Task objective: The copy has to match the records word for word and include no pictures.

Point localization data
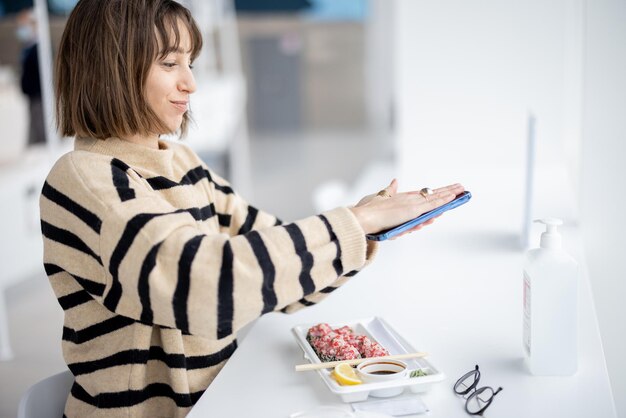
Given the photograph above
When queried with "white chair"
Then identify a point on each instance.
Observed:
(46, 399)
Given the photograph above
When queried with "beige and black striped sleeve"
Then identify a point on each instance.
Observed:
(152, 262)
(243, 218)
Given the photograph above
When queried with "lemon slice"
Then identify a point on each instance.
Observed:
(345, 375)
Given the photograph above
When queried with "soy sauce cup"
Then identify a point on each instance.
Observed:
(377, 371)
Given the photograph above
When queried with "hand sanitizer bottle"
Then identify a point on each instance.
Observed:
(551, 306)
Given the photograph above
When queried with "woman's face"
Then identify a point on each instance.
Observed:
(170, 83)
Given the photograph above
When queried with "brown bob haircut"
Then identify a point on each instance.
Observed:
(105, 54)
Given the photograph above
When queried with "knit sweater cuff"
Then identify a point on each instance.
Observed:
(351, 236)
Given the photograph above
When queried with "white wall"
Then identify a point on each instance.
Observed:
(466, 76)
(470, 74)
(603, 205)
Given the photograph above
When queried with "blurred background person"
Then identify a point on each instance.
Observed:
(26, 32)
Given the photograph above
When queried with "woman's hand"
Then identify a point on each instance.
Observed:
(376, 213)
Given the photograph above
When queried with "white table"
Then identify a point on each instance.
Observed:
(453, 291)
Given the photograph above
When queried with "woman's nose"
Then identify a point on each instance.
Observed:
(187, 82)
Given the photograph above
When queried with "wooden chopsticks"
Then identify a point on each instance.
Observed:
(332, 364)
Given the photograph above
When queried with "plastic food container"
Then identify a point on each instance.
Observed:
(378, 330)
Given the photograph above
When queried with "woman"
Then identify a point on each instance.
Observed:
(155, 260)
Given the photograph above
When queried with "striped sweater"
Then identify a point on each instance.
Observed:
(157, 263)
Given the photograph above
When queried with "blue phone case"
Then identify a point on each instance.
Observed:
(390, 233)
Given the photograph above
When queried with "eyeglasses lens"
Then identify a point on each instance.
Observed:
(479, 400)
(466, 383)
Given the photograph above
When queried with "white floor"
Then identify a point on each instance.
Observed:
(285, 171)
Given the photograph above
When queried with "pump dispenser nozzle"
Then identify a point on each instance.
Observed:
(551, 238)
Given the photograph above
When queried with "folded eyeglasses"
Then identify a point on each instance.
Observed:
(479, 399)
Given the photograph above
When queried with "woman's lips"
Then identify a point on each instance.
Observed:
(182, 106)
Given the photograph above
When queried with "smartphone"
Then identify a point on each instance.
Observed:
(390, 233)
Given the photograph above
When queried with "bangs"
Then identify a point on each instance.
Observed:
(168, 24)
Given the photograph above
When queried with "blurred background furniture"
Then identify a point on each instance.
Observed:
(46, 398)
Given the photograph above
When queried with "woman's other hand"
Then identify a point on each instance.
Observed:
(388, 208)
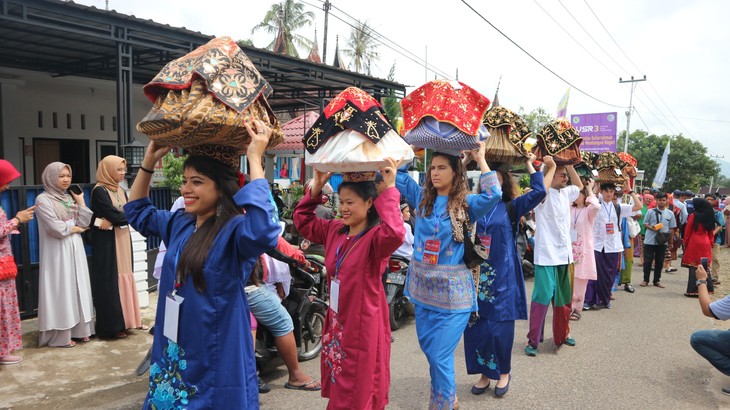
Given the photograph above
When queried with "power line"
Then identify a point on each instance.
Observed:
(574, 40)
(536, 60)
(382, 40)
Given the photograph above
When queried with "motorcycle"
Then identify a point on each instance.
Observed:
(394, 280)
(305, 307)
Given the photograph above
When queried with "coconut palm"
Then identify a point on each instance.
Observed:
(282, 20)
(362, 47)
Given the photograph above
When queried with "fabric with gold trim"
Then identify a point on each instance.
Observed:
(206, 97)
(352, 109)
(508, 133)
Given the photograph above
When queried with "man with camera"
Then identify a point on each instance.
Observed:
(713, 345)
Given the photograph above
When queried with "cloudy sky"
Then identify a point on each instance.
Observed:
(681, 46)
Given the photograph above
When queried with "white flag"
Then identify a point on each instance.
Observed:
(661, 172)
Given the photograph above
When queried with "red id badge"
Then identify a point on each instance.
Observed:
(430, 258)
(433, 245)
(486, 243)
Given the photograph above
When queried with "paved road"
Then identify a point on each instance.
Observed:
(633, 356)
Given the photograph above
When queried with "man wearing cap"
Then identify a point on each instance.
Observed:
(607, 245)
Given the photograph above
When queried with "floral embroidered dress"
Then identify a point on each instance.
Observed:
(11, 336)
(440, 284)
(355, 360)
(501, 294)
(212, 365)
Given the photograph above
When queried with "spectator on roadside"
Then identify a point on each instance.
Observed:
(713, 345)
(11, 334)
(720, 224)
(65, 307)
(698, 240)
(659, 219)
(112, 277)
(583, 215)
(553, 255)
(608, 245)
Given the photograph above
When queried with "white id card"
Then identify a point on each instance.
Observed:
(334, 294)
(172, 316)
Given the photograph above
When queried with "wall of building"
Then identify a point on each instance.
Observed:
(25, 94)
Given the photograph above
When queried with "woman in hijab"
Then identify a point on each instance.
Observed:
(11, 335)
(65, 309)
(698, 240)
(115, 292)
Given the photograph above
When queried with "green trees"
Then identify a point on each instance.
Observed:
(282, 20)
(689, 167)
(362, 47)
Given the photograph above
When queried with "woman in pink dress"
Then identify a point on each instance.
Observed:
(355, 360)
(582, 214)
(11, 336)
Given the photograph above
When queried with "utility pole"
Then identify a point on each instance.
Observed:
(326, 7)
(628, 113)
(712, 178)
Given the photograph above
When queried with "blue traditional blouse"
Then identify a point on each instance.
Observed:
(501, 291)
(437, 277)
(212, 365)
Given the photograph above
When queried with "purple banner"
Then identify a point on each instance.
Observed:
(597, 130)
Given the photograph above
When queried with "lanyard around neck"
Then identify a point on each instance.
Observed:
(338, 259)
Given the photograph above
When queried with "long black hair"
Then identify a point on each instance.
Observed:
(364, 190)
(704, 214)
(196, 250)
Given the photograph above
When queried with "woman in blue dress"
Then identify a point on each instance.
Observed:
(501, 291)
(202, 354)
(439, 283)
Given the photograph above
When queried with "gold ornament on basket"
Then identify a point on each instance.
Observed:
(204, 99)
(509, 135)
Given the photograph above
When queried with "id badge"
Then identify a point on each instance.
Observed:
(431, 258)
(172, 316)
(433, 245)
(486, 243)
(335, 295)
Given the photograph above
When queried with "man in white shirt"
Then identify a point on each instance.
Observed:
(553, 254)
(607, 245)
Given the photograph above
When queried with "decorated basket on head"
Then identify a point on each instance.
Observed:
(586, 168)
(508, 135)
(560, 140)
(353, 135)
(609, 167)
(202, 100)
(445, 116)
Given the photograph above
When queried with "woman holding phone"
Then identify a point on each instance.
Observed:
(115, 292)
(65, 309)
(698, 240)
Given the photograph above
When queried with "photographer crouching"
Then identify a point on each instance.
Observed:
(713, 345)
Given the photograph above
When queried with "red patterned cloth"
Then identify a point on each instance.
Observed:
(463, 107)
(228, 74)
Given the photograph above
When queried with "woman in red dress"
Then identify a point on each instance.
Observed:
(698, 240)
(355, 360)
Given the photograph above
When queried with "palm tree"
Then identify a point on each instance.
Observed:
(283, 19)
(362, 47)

Answer box:
Given the photograph above
When queried with "white chair"
Then identify a point on each instance.
Observed:
(46, 399)
Given the photograph above
When queried with "beige and black striped sleeve"
Then identify a point on each instance.
Observed:
(152, 262)
(243, 218)
Given the photograph above
When queried with "lemon slice"
Then identify a point on each instance.
Observed:
(345, 375)
Given the photograph above
When queried with "soy sauce cup"
Then identify a point on each instance.
Observed:
(377, 371)
Given the photograph above
When queried with "hand sanitizer bottle"
Then identify a point on each instance.
Observed:
(551, 306)
Given the photograph above
When queried with "woman's face"
Then identify a point on each instance.
Observed:
(170, 83)
Given the photograph above
When queried with "brown bob haircut"
Then identify a point on each instance.
Observed:
(105, 54)
Given the photograph above
When queried with "knit sweater cuff"
Then identify a point on each instance.
Observed:
(351, 236)
Given the photograph above
When queried with "white wall"
Then identify a point on each instance.
Observed:
(466, 76)
(470, 74)
(603, 205)
Given the photograph above
When queried with "blurred background person"
Then identify a point on each instance.
Observed:
(26, 32)
Given the photograph above
When queried with "woman's hand"
Then identify a point on each instance.
Observed:
(376, 213)
Given the photograph above
When queried with "white table"
Then identify a point on each instance.
Observed:
(453, 291)
Given the photograph above
When queried with "woman's nose"
Then identify a point on each instance.
Observed:
(187, 82)
Given the photograph above
When queried with "wooden chopsticks"
Then identify a point on each instance.
Observed:
(332, 364)
Given the photograph above
When queried with "plastic food container"
Then identify a point on each instance.
Observed:
(378, 330)
Given the photograph above
When queried with "woman"
Then identify a point on each instance.
Observed:
(155, 260)
Given the photograph above
When queried with "striped sweater"
Then identify a point on each instance.
Observed:
(157, 263)
Given the photograph above
When queried with "blue phone case"
Then identify a point on each instance.
Observed:
(390, 233)
Given the photograph above
When queried with "eyeglasses lens"
Then identify a point on each instance.
Observed:
(479, 400)
(466, 383)
Given the photograph above
When queried with "white floor"
Then identify a point on each instance.
Observed:
(285, 171)
Given the photograph above
When queried with "pump dispenser nozzle"
Then identify a point on each instance.
Observed:
(551, 238)
Given the photograph above
When queried with "folded eyeglasses"
Then identify a point on each instance.
Observed:
(479, 399)
Given the photograph above
When queried with "woman's lips"
Then identify a point on each instance.
Observed:
(182, 106)
Given the photograph above
When queried with "smartphone"
Then identify a point on each instance.
Observed:
(390, 233)
Given the photograph above
When queried with "bangs"
Then identify a point on each instance.
Observed:
(168, 24)
Given the photograph above
When queried with "blurred background furniture"
Then identify a point on each instance.
Observed:
(46, 398)
Given the photograph above
When queried with "woman's other hand"
Then identify a point on each instance.
Observed:
(388, 208)
Given the photograph above
When queried with "power line"
Then identify a point on each instance.
Observed:
(574, 40)
(536, 60)
(382, 40)
Given the photograph above
When queried with "motorcycle"
Then identify a point on each instance.
Observed:
(394, 280)
(305, 307)
Given the photograph above
When queried with "coconut palm"
Then identify a point on each instance.
Observed:
(282, 20)
(362, 47)
Given the photograph above
When queried with "fabric with gold trim"
Then identify a point on each instance.
Observed:
(206, 97)
(352, 109)
(508, 133)
Given the photograph above
When queried with "man with camera"
Then identify a point on each instance.
Observed:
(713, 345)
Given the photograph above
When queried with "cloudy sky"
Then identify a point on each instance.
Observed:
(681, 46)
Given the photograph above
When queried with "white flag"
Then identify a point on each instance.
Observed:
(661, 172)
Given the photograph above
When queried with "red id badge"
Then identify a point on each instance.
Observed:
(430, 258)
(433, 245)
(486, 243)
Given the photograph above
When queried with "paved road"
Then identify a point on each instance.
Observed:
(633, 356)
Given the photograph above
When queried with "man wearing cap"
Then identify a point on each instance.
Observed:
(607, 245)
Given the photograph above
When queried with "floral embroidered dress"
Then identify a point on each instance.
Observed:
(11, 336)
(440, 284)
(355, 360)
(501, 294)
(212, 365)
Given the photograph above
When queried with "spectator on roadside"
Then identify a point on each instance.
Observed:
(713, 345)
(11, 334)
(720, 224)
(65, 307)
(698, 240)
(659, 219)
(112, 277)
(583, 215)
(553, 255)
(608, 245)
Given the photograph above
When queried with "white id card"
Then identify a point on each instance.
Observed:
(334, 294)
(172, 316)
Given the photograph above
When queried with "wall of building"
Then identify a point on each instance.
Observed:
(25, 94)
Given the photograph above
When queried with "woman in hijab"
Then identify a point on each instance.
Observed:
(11, 335)
(65, 309)
(698, 240)
(115, 292)
Given the photograph above
When queried with "green trees"
Then identify a point on each instance.
Observed:
(282, 20)
(689, 167)
(362, 47)
Given the photograph above
When queried with "woman in pink dress"
Then identify a point on each instance.
Observed:
(355, 360)
(582, 214)
(11, 336)
Given the photograph above
When queried with "utility pole"
Then identify a point on each instance.
Observed:
(326, 7)
(628, 113)
(712, 178)
Given the photograph above
When queried with "blue traditional blouse"
Then identify a point on each instance.
Observed:
(501, 291)
(437, 277)
(212, 365)
Given the photograph above
When queried with "purple banner"
Then identify a point on each instance.
Observed:
(597, 130)
Given the photograph above
When queried with "lanyard around neck"
Then identify a point on each instance.
Observed:
(338, 259)
Given the photograph above
When queried with "long black hair"
Then identify a point on each instance.
Observed:
(364, 190)
(704, 214)
(196, 250)
Given the photograph above
When queried with "woman in blue dress"
Then identify a point on each instance.
Observed:
(501, 291)
(202, 354)
(439, 283)
Given the photograph above
When queried with "gold ornament on basket"
Then identify a point on each instance.
Observed:
(204, 99)
(509, 135)
Given the photograph above
When queried with "id badge"
Then identify a point on each instance.
Observed:
(431, 258)
(172, 316)
(433, 245)
(486, 243)
(335, 295)
Given the photograph above
When queried with "man in white shirt"
Then identify a point on each instance.
Observed:
(553, 254)
(607, 245)
Given the photograph above
When queried with "decorated basket on head"
Then identify a point on each instance.
Observed:
(586, 168)
(508, 135)
(560, 140)
(353, 135)
(609, 167)
(202, 100)
(445, 116)
Given the photograph above
When queried with "woman holding phone"
Then identify a point on each instance.
Observed:
(115, 292)
(65, 309)
(698, 240)
Given the photograph above
When queried with "photographer crouching"
Then identify a point on each instance.
Observed:
(713, 345)
Given the photograph above
When queried with "red patterned cloth"
Then identify a point on each instance.
Observed:
(463, 107)
(228, 74)
Given the photograph above
When queried with "woman in red dress"
Then identify a point on each instance.
Observed:
(698, 240)
(355, 360)
Given the photograph above
When queried with "palm tree"
Then identify a point on each instance.
Observed:
(283, 19)
(362, 47)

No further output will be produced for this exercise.